• [Document segment]

4.6.0 - Apollo 14 Introduction

Following Apollo 13's near disaster, it took 9 months for NASA to re-start its remaining lunar missions, and it was not until the end of January 1971 that Apollo rose from the launch pad heading for Fra Mauro (named after a 15th century map of the world), the original destination of Apollo 13 and a replacement of its original destination of the Littrow region of Mare Serenitas. The mission launched on January 31st 1971 at 21:03. It left Earth orbit at 23:37, and was notable for taking several attempts to achieve a successful dock with the LM. It arrived in lunar orbit on February 4th at 07:05, and landing occurred at 09:18 on the 5th.

The mission timeline can be found here http://history.nasa.gov/SP-4029/Apollo_14i_Timeline.htm .Two 4 hour EVAs were undertaken, one on the 5th and one on the 6th, before the LM ascended to rejoin the orbiting CSM on the evening of the 6th. The crew splashed down at 21:05 on the 9th.

During the mission, 1342 images were taken on 15 magazines, but the vast bulk of these were taken on the two EVAs, and also of the Descartes region, which was an area deemed of sufficient interest to help move the landing site from Littrow, the orbital parameters for which would not have allowed Descartes to be observed.

Like Apollo 12 before it, the location of the landing site towards the western limb of the lunar face (as viewed from Earth) means that for there to be a reasonable amount of daylight to be available, the moon would need to be ¾ full, which also means that the Earth needs to be ¼ full by the time the astronauts land, and this limits the number of useful photographs available for this analysis.

• [Problem to solve] Please copy everything in the Apollo 14 introduction from "The mission timeline" down to "to be observed.", word for word.

• [Material provided]
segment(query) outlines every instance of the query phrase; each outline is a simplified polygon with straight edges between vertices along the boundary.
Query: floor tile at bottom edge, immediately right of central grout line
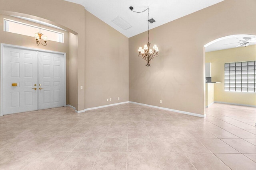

• [Solution below]
The mission timeline can be found here http://history.nasa.gov/SP-4029/Apollo_14i_Timeline.htm .Two 4 hour EVAs were undertaken, one on the 5th and one on the 6th, before the LM ascended to rejoin the orbiting CSM on the evening of the 6th. The crew splashed down at 21:05 on the 9th.

During the mission, 1342 images were taken on 15 magazines, but the vast bulk of these were taken on the two EVAs, and also of the Descartes region, which was an area deemed of sufficient interest to help move the landing site from Littrow, the orbital parameters for which would not have allowed Descartes to be observed.